──────── SOURCE EXTRACT
Azure Virtual Desktop (AVD) provides a virtualized environment in which your workers access their desktops and applications through a centralized cloud portal. With this approach, the programs you use don’t actually run on your local computers, but in the cloud.
With AVD you won’t have to make any substantial changes to the way your employees work, or the applications they are used to running.
AVD is fully compatible with Windows 7, Windows 10, and 11. All of your present Windows programs, whether commercial or home-grown, plus familiar productivity applications like Office 365 (now Microsoft 365), can run under AVD exactly the way they currently run on your Windows computers.
AVD also offers a Windows 10 and 11 multi-session feature that allows multiple users to log into the same Windows virtual machine (VM). This means your employees can all share the same desktop and applications. It also lowers your costs since your AVD charges will depend, in part, on the number of VMs you are running.
In these days when the coronavirus pandemic has caused large numbers of employees to work from home, AVD provides them with the ability run the applications they need from literally anywhere there’s an internet connection.
All that’s required is a supported device with the AVD app installed, or even just a web-enabled device such as a laptop, tablet or smartphone that can support an HTML-5 browser. AVD client apps are available for Windows, MacOS, iOS, and Android devices.
This is one of those aspects of AVD that truly can be called game-changing.
The ability to run Windows applications from non-Windows devices provides a level of flexibility that was never before available, at least not with the ease of use and cost effectiveness AVD provides. Many of your employees will be able to work remotely without your business having to supply them with company-owned laptops or other devices. In many cases, if not most, they can use their own personal desktop computer, laptop, tablet, or smartphone with minimal adjustments for accessibility and security.
Provisioning and scaling are areas in which cloud-based services excel. Traditionally, as your business grew you’d have to go through a cycle of purchasing new IT equipment and integrating it into your operations. This took substantial amounts not only of money, but of time as well. But with cloud services like AVD, the cloud services provider (Azure in this case) is responsible for bringing additional resources online as needed.
In many cases, it requires little more than the click of a mouse to instantly scale to the level required. And, as previously mentioned, until you actually use additional resources, you don’t have to pay for them.
────────────────
──────── DATA EXTRACTS
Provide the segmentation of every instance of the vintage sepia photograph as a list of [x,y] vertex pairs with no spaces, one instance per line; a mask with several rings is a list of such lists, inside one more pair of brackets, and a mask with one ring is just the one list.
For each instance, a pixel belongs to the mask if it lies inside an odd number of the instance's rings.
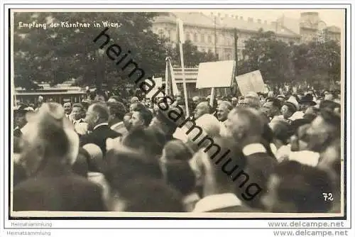
[[345,9],[9,15],[11,217],[344,216]]

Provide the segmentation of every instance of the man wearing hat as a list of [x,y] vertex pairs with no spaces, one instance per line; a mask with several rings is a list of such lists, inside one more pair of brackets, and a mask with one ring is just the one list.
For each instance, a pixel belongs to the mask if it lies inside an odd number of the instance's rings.
[[313,100],[313,96],[311,94],[307,94],[300,101],[300,109],[303,113],[310,106],[314,106],[317,104]]
[[278,120],[284,121],[286,123],[290,124],[292,122],[292,116],[295,114],[295,113],[297,110],[298,104],[296,104],[297,101],[293,99],[291,97],[287,101],[283,103],[283,106],[281,107],[281,115],[275,116],[273,120],[271,120],[271,123],[275,122]]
────────────────
## [WORK ITEM]
Go on with the Azure Virtual Desktop text, starting right after its last sentence. These rows have nothing to do with the Azure Virtual Desktop text.

## [WRITTEN ANSWER]
With hundreds of thousands of employees now working remotely for the first time, data security has become an even greater concern than it previously was. Although business owners are sometimes concerned that using the cloud might make their data more vulnerable to being compromised by cybercriminals, in reality the opposite will almost certainly be the case.
According to Microsoft, the AVD security program benefits from Azure’s long-established, industry-leading security profile. This includes a $1 billion annual cybersecurity expenditure, 3,500 full-time security professionals, and continuous security updates. This robust security infrastructure can be a major asset to any business, large or small.
A particular advantage of AVD is that it does not require (in fact, need not allow) sensitive data to be downloaded to workers’ devices.
All the applications and data remote workers use to perform their jobs are kept secure in the cloud. Workers use the AVD remote desktop to initiate and manage the applications they run without either the applications or the data they work with ever being brought into the user’s device.
Although keeping endpoint devices free of malware should always be a high priority, with AVD the consequences of a failure in that regard will be much less than if sensitive information actually resided on the device.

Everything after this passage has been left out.